Copy out the material below word for word, keeping every line in its original order.
### Records for this task
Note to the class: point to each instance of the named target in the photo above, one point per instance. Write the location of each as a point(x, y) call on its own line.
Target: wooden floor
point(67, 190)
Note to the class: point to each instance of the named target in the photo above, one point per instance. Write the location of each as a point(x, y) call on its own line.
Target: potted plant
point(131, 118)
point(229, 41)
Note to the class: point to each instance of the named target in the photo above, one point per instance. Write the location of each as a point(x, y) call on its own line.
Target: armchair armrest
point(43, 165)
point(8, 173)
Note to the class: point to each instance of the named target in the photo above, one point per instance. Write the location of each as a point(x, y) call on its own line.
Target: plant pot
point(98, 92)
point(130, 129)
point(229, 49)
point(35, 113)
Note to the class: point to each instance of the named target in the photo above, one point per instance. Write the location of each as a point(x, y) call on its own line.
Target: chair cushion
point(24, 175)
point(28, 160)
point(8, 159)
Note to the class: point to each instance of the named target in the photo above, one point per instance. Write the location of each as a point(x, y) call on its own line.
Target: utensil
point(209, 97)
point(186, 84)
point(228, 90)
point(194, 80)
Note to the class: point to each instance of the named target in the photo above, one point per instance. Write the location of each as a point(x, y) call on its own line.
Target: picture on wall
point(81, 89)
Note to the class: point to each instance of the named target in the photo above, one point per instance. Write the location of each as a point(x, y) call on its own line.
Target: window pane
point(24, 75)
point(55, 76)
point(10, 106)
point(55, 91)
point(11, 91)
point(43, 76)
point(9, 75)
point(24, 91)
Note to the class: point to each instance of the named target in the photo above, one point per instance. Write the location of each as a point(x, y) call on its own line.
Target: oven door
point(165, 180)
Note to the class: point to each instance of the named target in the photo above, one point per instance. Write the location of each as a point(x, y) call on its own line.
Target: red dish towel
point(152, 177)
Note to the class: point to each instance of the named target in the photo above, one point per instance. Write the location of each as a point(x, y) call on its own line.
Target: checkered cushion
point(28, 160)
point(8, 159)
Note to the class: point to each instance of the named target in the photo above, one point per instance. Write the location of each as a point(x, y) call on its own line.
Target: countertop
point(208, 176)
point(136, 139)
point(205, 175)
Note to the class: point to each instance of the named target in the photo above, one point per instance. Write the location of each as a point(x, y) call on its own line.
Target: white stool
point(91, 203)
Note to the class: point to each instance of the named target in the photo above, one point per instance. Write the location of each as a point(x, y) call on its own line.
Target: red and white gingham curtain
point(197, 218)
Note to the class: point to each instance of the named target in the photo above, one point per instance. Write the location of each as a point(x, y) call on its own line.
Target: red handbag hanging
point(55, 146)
######
(Complete answer):
Note to the class: point to each instance of the named target in the photo above, one point per instance. Write the location of each as a point(x, y) call on its own line.
Target: wooden floor
point(67, 190)
Note to the class: point to each instance of the named target in the photo above, one point per instance. Write the location of each as a point(x, y) call on its own line.
Target: potted plant
point(131, 118)
point(229, 41)
Note to the class: point to each instance of the named target in the photo above, one point per instance. Write the location of each as a point(x, y) call on its own line.
Target: armchair armrest
point(43, 165)
point(8, 173)
Note to the class: point to each instance of the named target in the photo above, one point per instance. Write the location of each as a point(x, y) call on its own line.
Target: plant pot
point(98, 92)
point(130, 129)
point(229, 49)
point(35, 113)
Note to the class: point to each instance of the named target in the photo above, one point per instance. Write the location of each as a point(x, y) call on its own line.
Target: chair cushion
point(24, 175)
point(28, 160)
point(8, 159)
Note to the class: point to each instance of the named target in the photo above, one point per instance. Write the location of each as a point(x, y) call on its own line.
Target: utensil
point(209, 97)
point(186, 84)
point(228, 90)
point(194, 80)
Note to the class: point to each instance of the named target in the photo above, one point per instance. Write the location of each as a point(x, y) call on its own line.
Target: picture on wall
point(81, 89)
Note to the class: point to each instance of the named target in the photo above, one point per instance. Write the location of each as a point(x, y) call on its own line.
Target: window pane
point(24, 75)
point(55, 76)
point(10, 106)
point(55, 91)
point(11, 91)
point(43, 76)
point(9, 75)
point(24, 91)
Note to the class: point to each instance of the named target in the photo above, one point per instance. Write the location of each as a point(x, y) call on its own line.
Target: oven door
point(165, 180)
Note to the class: point to each instance of the named target in the photo above, one point per instance. Write the location of each as a point(x, y) call on its own line.
Target: red dish towel
point(152, 177)
Note to the class: point to each instance of the named target in the photo above, one point per instance. Write the location of each as a point(x, y) call on its own line.
Target: checkered cushion
point(28, 160)
point(8, 159)
Note to the class: point to each instance of the named target in the photo above, one point per instance. Write the location of each as a point(x, y) call on its own line.
Target: countertop
point(208, 176)
point(136, 139)
point(205, 175)
Note to the class: point to each instance of the named target in the photo above, one point per instance. Write the location of each as a point(x, y) call on its own line.
Target: white stool
point(91, 203)
Note to the class: point to each instance of the named target in the photo above, one point per instance. Write the location of each as a point(x, y) call on its own line.
Target: red and white gingham curtain
point(197, 218)
Note to the class: point to each instance of the named target in the photo above, one point per instance. Write the location of each as a point(x, y) call on its own line.
Target: red handbag hanging
point(55, 146)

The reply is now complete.